→ Task prompt: Print the line containing "Target: garage door" and each line after it to the end of the material below. Print nothing else.
::: Records for this task
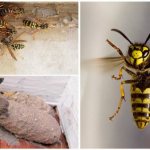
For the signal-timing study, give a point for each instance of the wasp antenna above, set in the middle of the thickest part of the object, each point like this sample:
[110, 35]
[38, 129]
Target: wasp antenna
[147, 39]
[116, 30]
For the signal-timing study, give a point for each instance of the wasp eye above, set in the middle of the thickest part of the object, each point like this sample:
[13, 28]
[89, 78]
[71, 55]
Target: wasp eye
[130, 51]
[145, 53]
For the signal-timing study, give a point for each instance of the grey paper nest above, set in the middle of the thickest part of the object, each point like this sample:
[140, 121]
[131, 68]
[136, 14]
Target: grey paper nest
[29, 120]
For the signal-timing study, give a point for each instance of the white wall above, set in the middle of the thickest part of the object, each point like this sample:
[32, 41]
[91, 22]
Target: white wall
[100, 94]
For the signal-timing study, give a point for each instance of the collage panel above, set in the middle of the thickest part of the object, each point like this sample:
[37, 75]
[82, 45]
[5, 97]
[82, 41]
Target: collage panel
[39, 112]
[39, 38]
[39, 75]
[115, 74]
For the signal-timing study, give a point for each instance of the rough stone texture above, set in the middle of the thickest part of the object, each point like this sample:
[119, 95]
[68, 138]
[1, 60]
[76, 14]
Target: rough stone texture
[30, 123]
[8, 137]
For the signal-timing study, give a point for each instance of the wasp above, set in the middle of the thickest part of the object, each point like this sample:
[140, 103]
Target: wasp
[6, 29]
[10, 10]
[34, 25]
[17, 46]
[136, 65]
[9, 42]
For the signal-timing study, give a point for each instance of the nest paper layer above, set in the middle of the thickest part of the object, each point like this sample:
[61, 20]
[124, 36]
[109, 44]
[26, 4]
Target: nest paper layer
[28, 122]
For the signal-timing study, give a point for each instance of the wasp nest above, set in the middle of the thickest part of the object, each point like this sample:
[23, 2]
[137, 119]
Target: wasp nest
[28, 122]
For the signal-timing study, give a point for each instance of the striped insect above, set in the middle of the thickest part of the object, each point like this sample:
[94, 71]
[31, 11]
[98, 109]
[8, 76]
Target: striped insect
[34, 25]
[10, 10]
[10, 42]
[17, 46]
[6, 29]
[136, 64]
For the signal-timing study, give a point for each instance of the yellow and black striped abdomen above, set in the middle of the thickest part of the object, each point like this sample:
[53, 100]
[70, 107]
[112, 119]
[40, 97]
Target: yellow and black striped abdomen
[140, 101]
[30, 24]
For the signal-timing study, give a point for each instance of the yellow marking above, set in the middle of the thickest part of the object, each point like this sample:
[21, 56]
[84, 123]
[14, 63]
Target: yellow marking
[131, 60]
[136, 100]
[139, 109]
[146, 101]
[136, 54]
[136, 90]
[142, 119]
[145, 48]
[147, 91]
[139, 61]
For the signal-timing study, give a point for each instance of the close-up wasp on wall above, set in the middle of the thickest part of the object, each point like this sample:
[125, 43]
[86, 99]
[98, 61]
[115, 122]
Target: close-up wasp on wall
[136, 64]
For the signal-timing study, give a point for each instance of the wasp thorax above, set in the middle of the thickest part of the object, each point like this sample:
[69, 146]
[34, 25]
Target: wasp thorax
[138, 54]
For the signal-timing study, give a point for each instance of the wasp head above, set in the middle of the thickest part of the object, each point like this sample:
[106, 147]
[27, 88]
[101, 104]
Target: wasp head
[138, 54]
[18, 10]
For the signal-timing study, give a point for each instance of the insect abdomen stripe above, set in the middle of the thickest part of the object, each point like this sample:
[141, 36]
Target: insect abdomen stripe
[140, 114]
[140, 95]
[142, 105]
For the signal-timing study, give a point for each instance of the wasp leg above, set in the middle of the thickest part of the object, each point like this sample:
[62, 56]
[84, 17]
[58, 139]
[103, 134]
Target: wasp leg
[120, 73]
[116, 48]
[122, 96]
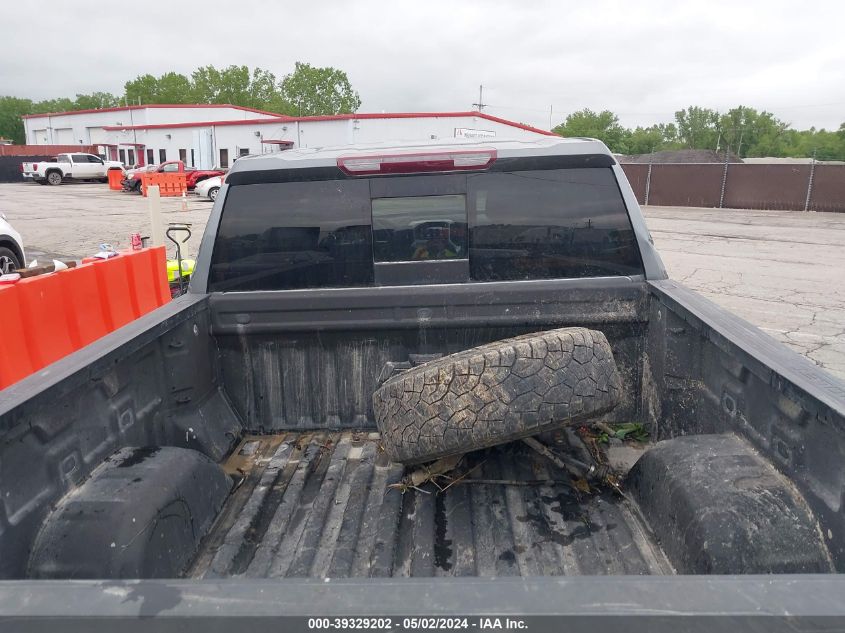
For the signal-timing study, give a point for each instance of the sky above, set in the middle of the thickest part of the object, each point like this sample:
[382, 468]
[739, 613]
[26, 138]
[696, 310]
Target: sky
[538, 61]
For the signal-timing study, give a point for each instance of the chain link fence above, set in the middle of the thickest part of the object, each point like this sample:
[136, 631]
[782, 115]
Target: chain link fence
[777, 186]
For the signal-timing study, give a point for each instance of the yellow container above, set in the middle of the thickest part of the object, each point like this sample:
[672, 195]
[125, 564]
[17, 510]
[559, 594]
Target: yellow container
[173, 269]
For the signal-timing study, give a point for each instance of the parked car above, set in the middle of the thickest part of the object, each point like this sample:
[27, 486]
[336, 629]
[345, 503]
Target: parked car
[261, 426]
[69, 167]
[12, 256]
[132, 182]
[210, 187]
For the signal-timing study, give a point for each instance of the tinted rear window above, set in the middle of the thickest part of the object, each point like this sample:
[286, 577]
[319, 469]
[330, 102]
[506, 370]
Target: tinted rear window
[549, 224]
[282, 236]
[539, 224]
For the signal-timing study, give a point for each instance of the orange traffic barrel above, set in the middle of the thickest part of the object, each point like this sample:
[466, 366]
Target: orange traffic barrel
[15, 361]
[115, 177]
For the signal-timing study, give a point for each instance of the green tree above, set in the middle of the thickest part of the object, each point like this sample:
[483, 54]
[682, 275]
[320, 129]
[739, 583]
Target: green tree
[235, 85]
[698, 127]
[95, 100]
[11, 111]
[603, 126]
[310, 91]
[750, 133]
[169, 88]
[652, 139]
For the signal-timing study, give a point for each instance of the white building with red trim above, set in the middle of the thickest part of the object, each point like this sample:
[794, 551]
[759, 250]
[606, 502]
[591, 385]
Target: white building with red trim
[207, 136]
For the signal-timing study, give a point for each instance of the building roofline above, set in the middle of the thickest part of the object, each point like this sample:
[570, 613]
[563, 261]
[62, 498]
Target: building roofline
[152, 105]
[334, 117]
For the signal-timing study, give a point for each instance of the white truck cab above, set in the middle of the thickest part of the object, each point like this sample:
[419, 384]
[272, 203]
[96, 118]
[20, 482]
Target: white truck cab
[69, 167]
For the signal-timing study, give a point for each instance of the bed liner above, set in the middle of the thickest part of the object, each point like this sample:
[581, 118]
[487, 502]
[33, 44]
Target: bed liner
[318, 505]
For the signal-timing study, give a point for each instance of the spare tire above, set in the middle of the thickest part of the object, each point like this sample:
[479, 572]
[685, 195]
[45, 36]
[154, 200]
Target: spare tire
[496, 393]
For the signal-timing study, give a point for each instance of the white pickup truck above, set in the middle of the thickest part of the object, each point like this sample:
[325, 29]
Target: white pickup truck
[69, 167]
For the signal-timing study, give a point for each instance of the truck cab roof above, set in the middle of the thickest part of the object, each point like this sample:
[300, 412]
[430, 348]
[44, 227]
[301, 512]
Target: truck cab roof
[303, 158]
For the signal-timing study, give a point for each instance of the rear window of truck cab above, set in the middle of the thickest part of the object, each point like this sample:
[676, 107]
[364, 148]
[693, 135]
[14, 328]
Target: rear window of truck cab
[493, 225]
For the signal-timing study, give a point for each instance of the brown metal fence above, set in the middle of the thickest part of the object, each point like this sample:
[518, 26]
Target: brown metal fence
[740, 186]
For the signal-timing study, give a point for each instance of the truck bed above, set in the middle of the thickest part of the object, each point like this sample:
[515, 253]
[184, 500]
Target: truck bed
[320, 505]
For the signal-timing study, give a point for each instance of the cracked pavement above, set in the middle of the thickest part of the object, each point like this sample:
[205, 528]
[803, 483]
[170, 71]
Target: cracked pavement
[784, 271]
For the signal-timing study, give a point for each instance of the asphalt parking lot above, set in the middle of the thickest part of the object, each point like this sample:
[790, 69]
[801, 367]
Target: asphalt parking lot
[783, 271]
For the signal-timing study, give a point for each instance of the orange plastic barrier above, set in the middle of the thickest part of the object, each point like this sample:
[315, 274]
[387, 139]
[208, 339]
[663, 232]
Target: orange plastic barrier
[169, 184]
[86, 313]
[46, 330]
[50, 316]
[15, 362]
[115, 176]
[115, 294]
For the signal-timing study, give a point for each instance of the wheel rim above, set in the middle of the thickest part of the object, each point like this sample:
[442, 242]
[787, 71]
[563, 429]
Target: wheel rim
[7, 264]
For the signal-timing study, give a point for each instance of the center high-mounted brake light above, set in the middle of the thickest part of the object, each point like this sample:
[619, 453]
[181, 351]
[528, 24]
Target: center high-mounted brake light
[470, 160]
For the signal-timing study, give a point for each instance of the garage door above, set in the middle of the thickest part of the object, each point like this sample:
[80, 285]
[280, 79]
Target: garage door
[64, 136]
[97, 136]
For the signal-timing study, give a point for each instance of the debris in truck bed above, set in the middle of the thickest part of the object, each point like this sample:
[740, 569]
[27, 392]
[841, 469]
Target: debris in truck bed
[514, 514]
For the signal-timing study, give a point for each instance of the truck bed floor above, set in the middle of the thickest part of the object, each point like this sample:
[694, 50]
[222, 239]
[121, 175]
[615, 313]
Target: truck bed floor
::::::
→ Response to the task:
Target: garage door
[64, 136]
[97, 136]
For the signal-timing study, give a point for each instance of the debris in truck bed above, set in the middle of the thickest part of the object, each point like this sample:
[740, 569]
[27, 392]
[841, 469]
Target: debris in truck bed
[514, 514]
For the signal-timing study, give a point for each instance of the truck bed floor above, set in the middle of the thickest part of the object, each point like this sample:
[694, 50]
[222, 239]
[121, 175]
[615, 313]
Target: truck bed floor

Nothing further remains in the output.